_INFORMATION GIVEN_
+--

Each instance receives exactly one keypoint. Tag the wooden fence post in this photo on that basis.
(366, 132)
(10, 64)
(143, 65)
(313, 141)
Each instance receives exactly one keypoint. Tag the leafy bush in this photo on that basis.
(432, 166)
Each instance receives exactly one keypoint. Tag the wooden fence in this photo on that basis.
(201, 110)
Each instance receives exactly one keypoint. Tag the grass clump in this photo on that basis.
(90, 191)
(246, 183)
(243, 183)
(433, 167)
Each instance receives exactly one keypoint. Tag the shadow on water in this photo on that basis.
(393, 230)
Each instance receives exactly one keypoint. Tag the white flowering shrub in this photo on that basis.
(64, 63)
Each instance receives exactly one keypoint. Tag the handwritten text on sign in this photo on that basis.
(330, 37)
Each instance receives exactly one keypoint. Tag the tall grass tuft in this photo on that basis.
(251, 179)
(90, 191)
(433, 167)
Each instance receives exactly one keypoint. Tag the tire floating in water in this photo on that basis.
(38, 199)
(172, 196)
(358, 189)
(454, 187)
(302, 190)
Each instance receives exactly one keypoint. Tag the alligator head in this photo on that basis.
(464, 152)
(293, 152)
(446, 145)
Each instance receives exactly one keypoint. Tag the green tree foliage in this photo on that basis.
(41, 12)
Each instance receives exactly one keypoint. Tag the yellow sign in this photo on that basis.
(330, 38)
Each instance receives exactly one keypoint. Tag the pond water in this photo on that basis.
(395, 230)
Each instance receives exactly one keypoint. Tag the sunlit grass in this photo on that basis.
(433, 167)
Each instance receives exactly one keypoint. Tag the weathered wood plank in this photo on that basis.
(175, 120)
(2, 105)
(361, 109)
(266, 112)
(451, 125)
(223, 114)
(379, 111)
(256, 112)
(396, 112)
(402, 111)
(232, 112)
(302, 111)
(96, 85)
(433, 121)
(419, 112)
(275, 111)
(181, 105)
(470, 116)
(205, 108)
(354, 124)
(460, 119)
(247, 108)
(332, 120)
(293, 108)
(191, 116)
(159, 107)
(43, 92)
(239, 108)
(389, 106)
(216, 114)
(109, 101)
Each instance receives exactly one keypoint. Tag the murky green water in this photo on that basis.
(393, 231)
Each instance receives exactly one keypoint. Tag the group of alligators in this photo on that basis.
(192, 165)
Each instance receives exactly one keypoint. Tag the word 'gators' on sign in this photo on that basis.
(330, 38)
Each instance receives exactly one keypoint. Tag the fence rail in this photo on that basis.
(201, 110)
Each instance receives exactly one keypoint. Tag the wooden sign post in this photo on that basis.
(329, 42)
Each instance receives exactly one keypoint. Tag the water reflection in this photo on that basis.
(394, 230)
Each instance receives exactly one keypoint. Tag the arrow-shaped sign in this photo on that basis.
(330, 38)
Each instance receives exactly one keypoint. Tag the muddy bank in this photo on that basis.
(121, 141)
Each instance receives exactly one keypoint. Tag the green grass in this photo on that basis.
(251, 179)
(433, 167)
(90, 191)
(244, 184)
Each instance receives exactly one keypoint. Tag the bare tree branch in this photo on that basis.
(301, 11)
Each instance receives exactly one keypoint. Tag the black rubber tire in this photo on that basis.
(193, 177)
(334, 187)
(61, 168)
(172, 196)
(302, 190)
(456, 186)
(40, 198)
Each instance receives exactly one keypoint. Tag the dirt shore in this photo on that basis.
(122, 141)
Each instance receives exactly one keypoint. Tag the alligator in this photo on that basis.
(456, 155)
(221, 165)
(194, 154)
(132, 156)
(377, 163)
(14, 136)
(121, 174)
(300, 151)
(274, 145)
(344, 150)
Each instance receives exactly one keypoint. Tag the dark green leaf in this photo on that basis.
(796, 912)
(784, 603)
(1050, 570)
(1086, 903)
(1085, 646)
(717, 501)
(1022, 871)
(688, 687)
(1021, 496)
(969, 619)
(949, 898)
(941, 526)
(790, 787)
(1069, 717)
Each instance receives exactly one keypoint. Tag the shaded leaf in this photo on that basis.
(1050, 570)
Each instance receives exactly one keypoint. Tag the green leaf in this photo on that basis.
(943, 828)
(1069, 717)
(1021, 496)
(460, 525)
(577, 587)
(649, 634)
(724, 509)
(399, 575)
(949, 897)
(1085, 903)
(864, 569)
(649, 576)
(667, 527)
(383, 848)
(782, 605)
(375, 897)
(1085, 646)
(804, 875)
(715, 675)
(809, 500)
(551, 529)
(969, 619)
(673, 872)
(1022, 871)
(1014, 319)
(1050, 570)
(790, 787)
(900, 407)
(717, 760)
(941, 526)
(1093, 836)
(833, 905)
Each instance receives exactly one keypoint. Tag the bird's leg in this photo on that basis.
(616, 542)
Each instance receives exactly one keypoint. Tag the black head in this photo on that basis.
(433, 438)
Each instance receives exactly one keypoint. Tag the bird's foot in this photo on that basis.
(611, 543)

+--

_TASK DETAILS_
Reproduce each entry exactly, leaving out nothing.

_COMPLETED TASK_
Each instance receives exactly one keypoint. Tag the wooden fence post in this photo on that basis.
(366, 132)
(10, 64)
(143, 65)
(313, 141)
Each instance receives exactly one keypoint. Tag the leafy bush in this photo on that basis.
(432, 166)
Each instance receives exactly one keypoint. Tag the wooden fence in this photo on that basis.
(201, 110)
Each instance receives exactly one keypoint. Tag the grass clump in this photo on that basis.
(90, 191)
(246, 183)
(243, 183)
(433, 167)
Each instance receives exactly one keypoint. Tag the shadow on water in this photo on that basis.
(393, 230)
Each instance receives exactly one keypoint. Tag the white flowering shrub in this photo on that basis.
(64, 63)
Each instance receives exactly one keypoint. Tag the handwritten text on sign in this photo on that basis.
(330, 37)
Each instance receives exactly one keypoint. Tag the tall grass tuft in this photo on that basis.
(251, 179)
(90, 191)
(433, 167)
Each instance receives exactly one keypoint. Tag the tire floating in water in this photo on that basis.
(38, 199)
(172, 196)
(358, 189)
(454, 187)
(302, 190)
Each instance receives exactly one keypoint. Tag the alligator head in this photo on that basis.
(464, 152)
(293, 152)
(446, 145)
Each instance receives exactly one keypoint. Tag the green tree foliage in this photo on that basis.
(41, 12)
Each instance receives exactly one keypoint. Tag the yellow sign in this photo on that basis.
(330, 38)
Each instance receives exactly one keypoint. Tag the pond water in this photo on that basis.
(395, 230)
Each instance receives exactly one keypoint. Tag the sunlit grass in this photo on that basis.
(433, 167)
Each instance receives exactly one keypoint. Tag the weathered wood plank in this photo on that basis.
(175, 120)
(2, 105)
(361, 109)
(266, 112)
(451, 125)
(223, 114)
(379, 111)
(256, 112)
(396, 112)
(402, 111)
(232, 112)
(302, 111)
(96, 85)
(433, 121)
(419, 112)
(275, 111)
(181, 105)
(470, 116)
(205, 108)
(354, 124)
(460, 119)
(247, 108)
(332, 120)
(293, 108)
(191, 116)
(159, 107)
(43, 92)
(239, 108)
(389, 106)
(216, 114)
(109, 101)
Each instance receives exactly one keypoint. Tag the murky green water in this photo on that basis.
(393, 231)
Each instance receives exactly one keypoint. Tag the group of alligators in this photo on that basis.
(192, 165)
Each instance receives exactly one keypoint. Tag the word 'gators' on sign in this photo on that basis.
(330, 38)
Each instance receives exactly one keypoint. Tag the fence rail in this photo on that basis.
(201, 110)
Each instance receives exactly one keypoint. Tag the wooden sign post in this photo on that basis.
(329, 42)
Each instance receives exactly one keypoint. Tag the water reflection in this photo on that basis.
(394, 230)
Each instance receives exactly one keypoint. Tag the arrow-shaped sign in this photo on that basis.
(330, 38)
Each instance receives exactly one keypoint. Tag the muddy bank in this photo on that basis.
(121, 141)
Each instance receives exactly one keypoint. Tag the green grass in this photo on that basis.
(251, 179)
(433, 167)
(90, 191)
(244, 184)
Each instance receives exactly one keypoint. Tag the bare tree branch in this photo on that basis.
(301, 11)
Each instance receives exactly one keypoint. Tag the black rubber tire in this photo on that basis.
(193, 177)
(334, 187)
(61, 168)
(172, 196)
(302, 190)
(456, 186)
(40, 198)
Each instance receives exactly one keypoint. Tag the dirt shore in this photo on that basis.
(122, 141)
Each instance receives exactly one keypoint. Tag the alligator in this photo on that basis.
(456, 155)
(221, 165)
(194, 154)
(132, 156)
(377, 163)
(14, 136)
(121, 174)
(300, 151)
(274, 145)
(344, 150)
Each instance receives exactly one keypoint. Tag the dark green leaf in this photo on that basis.
(796, 912)
(784, 603)
(1050, 570)
(1086, 903)
(1085, 646)
(717, 501)
(1022, 871)
(688, 687)
(1021, 496)
(969, 619)
(949, 898)
(941, 526)
(790, 787)
(1069, 717)
Each instance receives exactly one keypoint. Tag the shaded leaf in this photo on that basis.
(1050, 570)
Each instance receives exactly one keypoint. Tag the green leaf in this photo on that basis.
(943, 828)
(1069, 717)
(1021, 496)
(460, 525)
(577, 587)
(649, 634)
(724, 509)
(399, 575)
(949, 897)
(1085, 903)
(864, 569)
(649, 576)
(667, 527)
(383, 848)
(782, 605)
(375, 897)
(1085, 646)
(804, 875)
(715, 675)
(809, 500)
(551, 529)
(969, 619)
(673, 872)
(1022, 871)
(1014, 319)
(1050, 570)
(790, 787)
(900, 407)
(717, 760)
(941, 526)
(1093, 836)
(833, 905)
Each instance receives exactly one keypoint. Tag the bird's leg in this photo on that basis.
(616, 542)
Each instance receives exactly one keypoint. Tag the black head in this photo on that basis.
(433, 438)
Each instance receives exactly one keypoint. Tag the bird's foot in this photo on that basis.
(611, 543)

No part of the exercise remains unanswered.